- _Set problem_
Copy every line of the records below word for word, leaving out the pictures.

- _Source records_
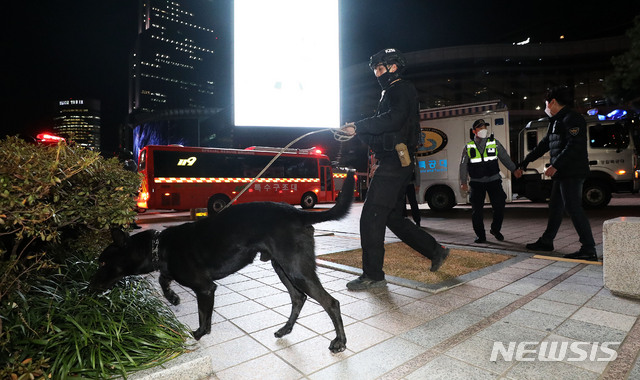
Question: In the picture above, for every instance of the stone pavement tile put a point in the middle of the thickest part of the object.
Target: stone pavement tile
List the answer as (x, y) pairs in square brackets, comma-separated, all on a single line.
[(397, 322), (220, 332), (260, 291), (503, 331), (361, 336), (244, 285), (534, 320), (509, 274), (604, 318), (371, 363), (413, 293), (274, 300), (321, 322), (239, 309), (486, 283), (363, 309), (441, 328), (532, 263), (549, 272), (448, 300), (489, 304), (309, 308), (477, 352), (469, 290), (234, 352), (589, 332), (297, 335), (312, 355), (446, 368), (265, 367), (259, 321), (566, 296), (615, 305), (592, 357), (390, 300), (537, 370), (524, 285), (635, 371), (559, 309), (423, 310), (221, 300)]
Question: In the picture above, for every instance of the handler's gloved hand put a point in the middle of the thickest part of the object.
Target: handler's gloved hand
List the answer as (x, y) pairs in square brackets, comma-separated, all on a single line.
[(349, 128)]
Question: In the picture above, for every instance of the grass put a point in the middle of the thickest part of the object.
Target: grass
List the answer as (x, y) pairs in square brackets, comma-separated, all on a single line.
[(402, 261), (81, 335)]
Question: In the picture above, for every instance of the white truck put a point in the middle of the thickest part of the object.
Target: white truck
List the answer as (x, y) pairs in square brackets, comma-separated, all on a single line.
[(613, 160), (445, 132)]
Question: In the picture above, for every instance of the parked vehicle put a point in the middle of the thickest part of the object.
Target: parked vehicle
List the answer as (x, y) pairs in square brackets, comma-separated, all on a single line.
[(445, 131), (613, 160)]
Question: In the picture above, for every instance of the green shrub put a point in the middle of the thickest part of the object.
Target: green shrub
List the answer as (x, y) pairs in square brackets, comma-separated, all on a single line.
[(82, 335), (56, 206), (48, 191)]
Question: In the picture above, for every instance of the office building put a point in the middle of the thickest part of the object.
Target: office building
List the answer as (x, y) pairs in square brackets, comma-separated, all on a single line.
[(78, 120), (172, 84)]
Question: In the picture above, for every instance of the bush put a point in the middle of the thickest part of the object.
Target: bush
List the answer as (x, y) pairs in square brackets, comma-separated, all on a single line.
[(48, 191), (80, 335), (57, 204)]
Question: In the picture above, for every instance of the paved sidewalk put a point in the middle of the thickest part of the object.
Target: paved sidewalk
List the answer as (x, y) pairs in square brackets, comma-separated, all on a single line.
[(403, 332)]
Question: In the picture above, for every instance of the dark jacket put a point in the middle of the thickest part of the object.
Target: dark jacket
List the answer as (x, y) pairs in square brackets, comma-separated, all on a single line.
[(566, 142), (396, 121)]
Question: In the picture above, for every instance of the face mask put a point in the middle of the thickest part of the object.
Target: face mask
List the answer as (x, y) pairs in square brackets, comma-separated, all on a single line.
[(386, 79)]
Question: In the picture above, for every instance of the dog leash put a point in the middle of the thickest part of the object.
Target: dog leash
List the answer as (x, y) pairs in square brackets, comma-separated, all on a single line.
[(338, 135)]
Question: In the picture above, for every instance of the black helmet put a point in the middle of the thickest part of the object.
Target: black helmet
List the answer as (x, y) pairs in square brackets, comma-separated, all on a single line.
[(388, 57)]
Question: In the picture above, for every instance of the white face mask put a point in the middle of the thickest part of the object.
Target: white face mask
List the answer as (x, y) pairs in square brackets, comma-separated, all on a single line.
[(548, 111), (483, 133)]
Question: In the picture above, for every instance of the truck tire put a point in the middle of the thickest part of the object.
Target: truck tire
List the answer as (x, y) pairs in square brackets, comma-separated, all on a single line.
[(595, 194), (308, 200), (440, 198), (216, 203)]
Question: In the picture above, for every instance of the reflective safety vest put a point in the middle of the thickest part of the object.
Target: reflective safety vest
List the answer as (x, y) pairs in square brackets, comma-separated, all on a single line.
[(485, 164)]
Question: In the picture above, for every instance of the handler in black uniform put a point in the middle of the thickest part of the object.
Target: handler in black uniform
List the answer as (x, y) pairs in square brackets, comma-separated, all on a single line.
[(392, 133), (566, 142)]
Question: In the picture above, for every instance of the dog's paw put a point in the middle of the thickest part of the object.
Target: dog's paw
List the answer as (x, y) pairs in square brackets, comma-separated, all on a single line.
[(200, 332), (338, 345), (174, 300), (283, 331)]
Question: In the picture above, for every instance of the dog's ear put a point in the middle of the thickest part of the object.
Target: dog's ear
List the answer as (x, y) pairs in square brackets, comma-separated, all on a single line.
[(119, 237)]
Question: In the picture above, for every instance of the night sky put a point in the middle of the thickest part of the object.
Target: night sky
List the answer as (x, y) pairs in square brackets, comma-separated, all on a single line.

- _Output for this exercise_
Question: In the picture above, for every instance of the stone pavement tile put a point in the middle of the thickest part of the object.
Target: stone pavement tile
List the answer as (x, y) pairs in square brackets, comma-separated, all on a single line.
[(397, 322), (220, 332), (260, 291), (503, 331), (361, 336), (244, 285), (534, 320), (509, 274), (604, 318), (371, 363), (413, 293), (274, 300), (321, 322), (239, 309), (486, 283), (363, 309), (441, 328), (532, 263), (549, 272), (448, 300), (489, 304), (309, 308), (477, 352), (469, 290), (234, 352), (589, 332), (297, 335), (312, 355), (446, 368), (265, 367), (259, 321), (566, 296), (615, 305), (592, 357), (390, 300), (537, 370), (524, 285), (635, 371), (559, 309), (423, 310), (221, 300)]
Question: In the picture above, for every instance of the handler's gloved hand put a point in the middle of the thickest part of the object.
Target: handler's gloved hand
List the answer as (x, y) pairs in square brackets, comma-separated, all on a single line.
[(349, 128)]
Question: In the picture above, for every instance of the grass put a point in the middle of the thickest part of the object.
Target: grass
List the answer as (x, y) pairs in square brackets, comma-separated, all on a single line.
[(402, 261), (81, 335)]
Question: In the picture above, for every instance of the white truck put a point in the middle of the thickest part of the object.
Target: white truck
List the answer as (x, y) pairs in square brackets, comma-separated, all on a single line.
[(613, 160), (445, 132)]
Question: In the picture above, for every instance of the parked vehicle put a point in the middle of the thickest part of the object.
Target: parked vehicle
List the answer as (x, y) pairs in square brackets, comma-separated, all on a single line.
[(445, 131), (613, 160)]
Question: In the picture above, for every instance of the green shrub put a point in the middle of the thickest part of the object.
Target: green shrub
List the answer as (x, y) pairs in square brackets, comma-separated, all on a single line.
[(82, 335), (56, 206), (48, 191)]
Question: In the picture above, for every instance of the office building put a point in the middle of the thickest part of the object.
Target: office building
List the answer as (x, y) pairs in square brackets, comma-separated, all on a single line.
[(78, 120), (172, 84)]
Question: In the picture above, for every instance of the bush put a point in the middle of the thickest part of the object.
Target: bush
List the answer as (x, y) pairs in square brackets, comma-separated, all on a single line.
[(48, 191), (80, 335), (57, 204)]
Question: In the picture above, for every instance of the paved sidewalk put a point in the middle of the thickest part of the object.
Target: paved sidewalk
List the answer as (x, y) pairs in square brackets, comma-separated, all on a single line.
[(403, 332)]
Question: In the picture above, for every instance of the dark jacket put a point in the middle of the thickest part of the object.
Target: dark jacket
List the answer as (x, y) pairs in square brackets, comma-separated, all on a single line.
[(566, 142), (396, 121)]
Question: In the picture above, for every instance of the face mask put a point in the middle of the thickest part of the object.
Target: face mask
List the answer as (x, y) pairs in square brackets, comma-separated, all on a single line.
[(386, 79)]
Question: In the picture above, for every instance of the dog leash put a point in the middle of the thickest part of the object.
Target: dog leash
List the answer as (x, y) pairs in square brackets, comma-separated, all on a single line.
[(338, 135)]
Question: In the picture above, for every instance of the black helmet put a point in the middle of the thickest part of the object.
Target: black helmet
List the answer as (x, y) pairs in square brackets, comma-separated, all on a single line.
[(388, 57)]
Question: In the picture above, for every instance of the white face mask put a point in the middle of the thickest part of the object.
Target: white face mask
List the answer as (x, y) pairs in square brackets, comma-separated, all on a single line.
[(548, 111), (483, 133)]
Question: In the picture above, for every instance of the truck tire put a point in the middle of the thickest part of the object.
Target: truck tire
List the answer as (x, y) pairs in square brackets, comma-separated, all on a single line.
[(595, 194), (308, 200), (440, 198), (216, 203)]
Question: In the picture above, for every instance of the reflective safety vest put a point in the middle of the thickest part of the object.
Target: reflective safety vest
List the answer as (x, y) pairs in square brackets, comma-separated, all on a single line.
[(485, 164)]
Question: In the picture above, for every instance of the handler in black uniform put a point in the middle of the thickest part of the object.
Target: handler in black uniform
List the answer as (x, y) pairs in square brackets, comma-separated, all on a single line.
[(392, 133), (566, 142)]
Question: In the picture above, for every instance of the dog's paw put a point in the middle of the thickest part of the object.
Target: dog's paw
List the answer as (x, y) pairs in square brackets, comma-separated, all on a single line.
[(200, 332), (338, 345), (174, 300), (283, 331)]
Question: In the picture above, for every instance of the dog's ear put a point in the middle of the thickest part of the object.
Target: dog's ear
List the answer as (x, y) pairs in square brackets, comma-separated, all on a single line.
[(119, 237)]
Question: In the picture above, for every instance of the night sky put a point in the middle of the thickest part of the object.
Target: night sky
List the answer as (x, y) pairs in square brackets, comma-separated, all on a single line.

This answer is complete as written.